* _WORK ORDER_: How many separate lines of the data contain "buildings"? Give the count and nothing else.

SUPPLIED ENTRIES Block Start

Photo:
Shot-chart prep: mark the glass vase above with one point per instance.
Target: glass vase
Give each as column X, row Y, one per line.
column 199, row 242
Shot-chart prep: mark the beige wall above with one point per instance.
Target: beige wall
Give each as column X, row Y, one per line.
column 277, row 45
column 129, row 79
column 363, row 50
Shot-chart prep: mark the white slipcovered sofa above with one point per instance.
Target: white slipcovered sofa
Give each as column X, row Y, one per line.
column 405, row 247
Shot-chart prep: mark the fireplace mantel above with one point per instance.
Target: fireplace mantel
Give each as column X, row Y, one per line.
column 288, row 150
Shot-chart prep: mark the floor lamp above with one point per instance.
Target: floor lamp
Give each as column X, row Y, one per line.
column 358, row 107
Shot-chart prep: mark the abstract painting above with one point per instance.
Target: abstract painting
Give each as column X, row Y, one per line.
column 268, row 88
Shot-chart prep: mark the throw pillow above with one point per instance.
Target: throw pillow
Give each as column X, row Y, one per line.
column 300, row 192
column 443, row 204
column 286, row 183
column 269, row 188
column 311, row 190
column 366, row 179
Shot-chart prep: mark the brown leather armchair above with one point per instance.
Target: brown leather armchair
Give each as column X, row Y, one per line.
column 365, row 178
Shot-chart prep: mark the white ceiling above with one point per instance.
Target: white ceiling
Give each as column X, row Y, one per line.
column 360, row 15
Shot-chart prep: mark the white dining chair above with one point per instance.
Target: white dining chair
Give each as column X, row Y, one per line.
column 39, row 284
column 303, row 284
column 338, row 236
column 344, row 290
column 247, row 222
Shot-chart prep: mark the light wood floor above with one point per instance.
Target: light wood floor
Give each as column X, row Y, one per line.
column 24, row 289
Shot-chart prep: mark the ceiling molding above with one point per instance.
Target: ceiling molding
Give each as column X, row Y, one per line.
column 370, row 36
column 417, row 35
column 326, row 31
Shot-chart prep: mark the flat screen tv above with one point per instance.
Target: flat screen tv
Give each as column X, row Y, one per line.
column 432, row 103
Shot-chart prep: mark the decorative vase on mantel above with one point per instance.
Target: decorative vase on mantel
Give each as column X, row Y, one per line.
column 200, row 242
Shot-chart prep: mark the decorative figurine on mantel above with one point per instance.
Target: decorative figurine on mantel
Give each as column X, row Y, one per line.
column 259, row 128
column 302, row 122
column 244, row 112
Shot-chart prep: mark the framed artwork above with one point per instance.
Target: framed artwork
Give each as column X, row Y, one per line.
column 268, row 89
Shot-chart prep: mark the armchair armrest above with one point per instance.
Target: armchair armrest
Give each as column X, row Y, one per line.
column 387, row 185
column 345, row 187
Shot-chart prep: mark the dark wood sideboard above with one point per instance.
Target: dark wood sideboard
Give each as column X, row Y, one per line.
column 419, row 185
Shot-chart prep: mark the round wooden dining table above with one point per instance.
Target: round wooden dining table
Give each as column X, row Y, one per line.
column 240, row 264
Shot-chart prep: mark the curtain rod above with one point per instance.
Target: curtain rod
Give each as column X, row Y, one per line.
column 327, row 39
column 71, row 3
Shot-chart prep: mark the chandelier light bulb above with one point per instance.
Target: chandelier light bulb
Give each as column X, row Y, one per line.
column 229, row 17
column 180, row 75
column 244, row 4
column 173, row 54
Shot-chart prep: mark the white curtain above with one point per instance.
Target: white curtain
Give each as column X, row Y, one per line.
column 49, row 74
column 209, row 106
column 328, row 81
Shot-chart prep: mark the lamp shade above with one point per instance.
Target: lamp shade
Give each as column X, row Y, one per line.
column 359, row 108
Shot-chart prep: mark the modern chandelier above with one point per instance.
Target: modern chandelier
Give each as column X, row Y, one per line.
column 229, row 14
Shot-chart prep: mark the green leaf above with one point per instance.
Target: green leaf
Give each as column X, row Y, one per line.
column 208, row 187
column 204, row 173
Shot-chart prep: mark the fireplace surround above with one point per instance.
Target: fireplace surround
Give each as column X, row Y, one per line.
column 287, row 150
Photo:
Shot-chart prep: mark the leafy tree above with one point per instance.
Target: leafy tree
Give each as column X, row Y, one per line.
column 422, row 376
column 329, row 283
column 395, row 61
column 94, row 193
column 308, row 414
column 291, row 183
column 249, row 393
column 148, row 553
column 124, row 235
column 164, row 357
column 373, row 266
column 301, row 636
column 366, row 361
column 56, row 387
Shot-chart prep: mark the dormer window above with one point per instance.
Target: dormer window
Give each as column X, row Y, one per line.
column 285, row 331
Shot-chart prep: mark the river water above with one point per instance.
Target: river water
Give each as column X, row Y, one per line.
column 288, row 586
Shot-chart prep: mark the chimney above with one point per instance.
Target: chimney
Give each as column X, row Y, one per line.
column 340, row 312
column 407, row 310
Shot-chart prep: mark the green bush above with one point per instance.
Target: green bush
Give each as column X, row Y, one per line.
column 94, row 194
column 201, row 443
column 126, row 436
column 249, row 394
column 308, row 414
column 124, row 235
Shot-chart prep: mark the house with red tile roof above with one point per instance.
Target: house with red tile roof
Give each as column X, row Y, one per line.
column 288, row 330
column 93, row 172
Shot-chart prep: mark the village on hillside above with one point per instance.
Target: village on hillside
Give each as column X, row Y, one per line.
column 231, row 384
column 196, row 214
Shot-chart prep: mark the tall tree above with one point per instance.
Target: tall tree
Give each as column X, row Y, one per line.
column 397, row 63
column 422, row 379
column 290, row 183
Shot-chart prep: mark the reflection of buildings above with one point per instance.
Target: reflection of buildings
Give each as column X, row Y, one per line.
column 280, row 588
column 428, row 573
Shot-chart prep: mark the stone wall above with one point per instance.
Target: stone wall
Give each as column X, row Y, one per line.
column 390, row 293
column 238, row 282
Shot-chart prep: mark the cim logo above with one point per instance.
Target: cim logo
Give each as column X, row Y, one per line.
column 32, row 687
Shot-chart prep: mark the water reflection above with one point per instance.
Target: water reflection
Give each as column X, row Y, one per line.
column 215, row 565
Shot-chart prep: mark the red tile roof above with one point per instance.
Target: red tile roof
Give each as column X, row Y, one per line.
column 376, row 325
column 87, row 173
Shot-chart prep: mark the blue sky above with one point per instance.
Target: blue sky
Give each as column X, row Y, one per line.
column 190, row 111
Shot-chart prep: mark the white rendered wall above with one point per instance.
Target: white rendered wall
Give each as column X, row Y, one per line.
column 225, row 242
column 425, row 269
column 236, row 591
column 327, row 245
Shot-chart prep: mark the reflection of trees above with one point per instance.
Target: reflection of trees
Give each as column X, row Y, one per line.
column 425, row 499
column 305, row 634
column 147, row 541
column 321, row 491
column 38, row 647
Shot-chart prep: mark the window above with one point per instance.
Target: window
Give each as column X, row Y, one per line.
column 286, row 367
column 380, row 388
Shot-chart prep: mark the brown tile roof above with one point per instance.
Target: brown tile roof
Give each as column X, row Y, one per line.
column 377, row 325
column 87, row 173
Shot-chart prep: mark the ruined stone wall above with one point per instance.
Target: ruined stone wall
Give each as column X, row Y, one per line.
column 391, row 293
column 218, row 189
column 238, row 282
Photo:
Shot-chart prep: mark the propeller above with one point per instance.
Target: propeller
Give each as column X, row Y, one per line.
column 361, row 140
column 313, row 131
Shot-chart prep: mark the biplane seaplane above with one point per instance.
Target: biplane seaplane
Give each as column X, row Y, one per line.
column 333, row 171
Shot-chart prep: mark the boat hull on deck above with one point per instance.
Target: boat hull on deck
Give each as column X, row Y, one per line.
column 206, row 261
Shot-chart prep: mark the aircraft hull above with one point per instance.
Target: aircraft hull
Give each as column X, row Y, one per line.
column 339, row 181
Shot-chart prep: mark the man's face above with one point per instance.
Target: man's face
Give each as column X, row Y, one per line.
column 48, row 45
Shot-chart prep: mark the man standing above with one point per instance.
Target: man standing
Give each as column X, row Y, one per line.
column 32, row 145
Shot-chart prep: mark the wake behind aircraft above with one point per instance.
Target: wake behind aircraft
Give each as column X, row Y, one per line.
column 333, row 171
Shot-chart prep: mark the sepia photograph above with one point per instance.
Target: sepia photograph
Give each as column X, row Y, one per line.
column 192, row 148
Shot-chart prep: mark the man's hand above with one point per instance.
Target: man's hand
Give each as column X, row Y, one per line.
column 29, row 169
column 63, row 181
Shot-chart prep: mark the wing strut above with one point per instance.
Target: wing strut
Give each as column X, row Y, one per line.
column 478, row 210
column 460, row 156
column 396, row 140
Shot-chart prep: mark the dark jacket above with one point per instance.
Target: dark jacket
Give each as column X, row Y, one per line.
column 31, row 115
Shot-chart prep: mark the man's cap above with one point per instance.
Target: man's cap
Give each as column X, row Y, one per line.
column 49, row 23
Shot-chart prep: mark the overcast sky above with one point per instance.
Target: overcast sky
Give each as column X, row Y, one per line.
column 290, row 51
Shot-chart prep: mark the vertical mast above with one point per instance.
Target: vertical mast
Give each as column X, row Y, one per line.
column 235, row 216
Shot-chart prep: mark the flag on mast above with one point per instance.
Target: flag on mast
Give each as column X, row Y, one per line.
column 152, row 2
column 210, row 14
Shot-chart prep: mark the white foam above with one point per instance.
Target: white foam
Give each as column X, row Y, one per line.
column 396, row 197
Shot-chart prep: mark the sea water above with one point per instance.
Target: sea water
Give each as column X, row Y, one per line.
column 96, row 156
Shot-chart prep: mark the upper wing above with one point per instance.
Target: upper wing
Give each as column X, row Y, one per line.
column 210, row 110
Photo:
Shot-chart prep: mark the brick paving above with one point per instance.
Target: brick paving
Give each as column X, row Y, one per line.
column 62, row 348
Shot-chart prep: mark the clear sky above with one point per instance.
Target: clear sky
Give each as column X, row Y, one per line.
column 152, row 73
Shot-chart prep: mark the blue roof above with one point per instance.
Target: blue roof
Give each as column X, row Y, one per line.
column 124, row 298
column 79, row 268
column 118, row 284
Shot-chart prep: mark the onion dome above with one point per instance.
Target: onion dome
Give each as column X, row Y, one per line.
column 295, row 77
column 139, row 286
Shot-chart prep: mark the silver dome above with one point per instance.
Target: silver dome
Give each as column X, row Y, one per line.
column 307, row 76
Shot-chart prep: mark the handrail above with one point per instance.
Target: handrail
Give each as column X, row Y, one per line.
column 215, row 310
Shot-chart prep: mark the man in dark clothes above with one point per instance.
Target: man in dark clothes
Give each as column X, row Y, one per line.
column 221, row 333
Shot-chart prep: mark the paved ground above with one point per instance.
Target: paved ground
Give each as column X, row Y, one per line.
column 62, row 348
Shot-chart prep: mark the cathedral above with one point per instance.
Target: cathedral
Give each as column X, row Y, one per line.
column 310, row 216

SUPPLIED ENTRIES Block End

* _EXERCISE ANSWER_: 2